■ TASK: Copy out the data below, all of it, exactly.

■ MATERIAL TO PROCESS:
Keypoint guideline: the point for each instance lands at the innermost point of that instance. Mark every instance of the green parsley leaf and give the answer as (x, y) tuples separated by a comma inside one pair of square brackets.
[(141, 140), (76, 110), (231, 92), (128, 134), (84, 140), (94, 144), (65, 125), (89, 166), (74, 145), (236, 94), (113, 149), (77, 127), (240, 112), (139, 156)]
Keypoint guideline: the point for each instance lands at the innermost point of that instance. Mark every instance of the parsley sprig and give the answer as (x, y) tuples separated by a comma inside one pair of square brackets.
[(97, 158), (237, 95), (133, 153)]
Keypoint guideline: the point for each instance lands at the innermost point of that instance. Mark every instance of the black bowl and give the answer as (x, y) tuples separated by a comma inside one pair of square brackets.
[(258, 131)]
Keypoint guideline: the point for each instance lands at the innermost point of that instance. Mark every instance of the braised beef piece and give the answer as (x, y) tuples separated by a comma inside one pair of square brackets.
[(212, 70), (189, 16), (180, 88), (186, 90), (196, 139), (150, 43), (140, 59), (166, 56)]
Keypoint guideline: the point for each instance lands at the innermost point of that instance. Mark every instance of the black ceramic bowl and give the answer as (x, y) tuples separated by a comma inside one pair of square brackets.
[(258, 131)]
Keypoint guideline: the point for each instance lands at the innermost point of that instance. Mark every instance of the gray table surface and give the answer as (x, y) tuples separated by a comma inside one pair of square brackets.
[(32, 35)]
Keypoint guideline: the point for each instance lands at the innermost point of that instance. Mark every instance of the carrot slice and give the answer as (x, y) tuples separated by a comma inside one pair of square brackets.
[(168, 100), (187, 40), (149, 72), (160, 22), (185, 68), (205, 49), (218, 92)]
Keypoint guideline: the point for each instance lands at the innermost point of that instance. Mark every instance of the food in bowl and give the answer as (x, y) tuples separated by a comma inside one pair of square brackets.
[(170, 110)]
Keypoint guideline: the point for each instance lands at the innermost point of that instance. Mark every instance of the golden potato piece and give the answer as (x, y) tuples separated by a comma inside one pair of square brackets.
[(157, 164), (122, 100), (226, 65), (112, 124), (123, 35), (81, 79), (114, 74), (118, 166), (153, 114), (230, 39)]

■ OUTPUT OF THE EXERCISE:
Keypoint guideline: the point for each instance lands at the innermost point of that instance. Mark every instance of the green parsley leaf and give the answer as (x, y) tuples separated by a comma inside one pair of square brackets.
[(141, 140), (76, 110), (231, 92), (128, 134), (84, 140), (94, 144), (65, 125), (89, 166), (74, 145), (236, 94), (113, 149), (77, 127), (240, 112), (139, 156)]
Keypoint guideline: the point for each instance lands at the innermost point of that instance. Mark every instance of the parsley sprig and give the answer as (x, y) tuples separated by a comma inside one pair of square brackets.
[(97, 158), (237, 95), (133, 153)]
Keypoint guideline: the point for each instance lands at the innermost point of that instance. Mark every instance of the black bowl and give the answer as (x, y) tuples separated by a comma inside one pair of square brackets.
[(258, 131)]
Keypoint guideline: the point for each instance lands at the innermost point of that instance. Mark every instance of the braised beef piece and give the answer as (x, y) tuples separated by a comma inside one pair of square brackets.
[(212, 70), (189, 16), (180, 88), (186, 90), (196, 139), (150, 43), (140, 59), (166, 56)]
Keypoint guideline: the point for each instance lands at the innermost point of that instance. Mark every instance of the black ceramic bowl and give the answer as (x, y) tuples separated by a comma inside one pair of square brackets.
[(258, 131)]
Keypoint guideline: the point for each instance lands at the innermost point of that instance. Mark every instance of the gray table surface and give the answer as (x, y) tuples separated by a comma inside one pair of square brackets.
[(32, 35)]
Keypoint guideline: the point for each instance lands at the innermost point of that instance. Mark every instance of the carrot slice and give the answer as (x, y) tuples separated by a comma inside one pair of square brackets.
[(168, 100), (187, 40), (149, 72), (160, 22), (185, 68), (205, 49), (218, 92)]
Keypoint guideline: the point for each instance lands at the innermost point of that instance. Mark every instance of the food in bowl and give the answer as (x, y) tuples separated by a comma inside one pair of square brackets.
[(170, 110)]
Keypoint guideline: the point for each instance lands at the innermost point of that instance. Mark every instance of the golden potato piece and give the answer as (x, y) tuples separated by a comma inside one pair of square brackets.
[(157, 164), (122, 100), (226, 65), (112, 124), (123, 35), (81, 79), (114, 74), (118, 166), (153, 114), (230, 39)]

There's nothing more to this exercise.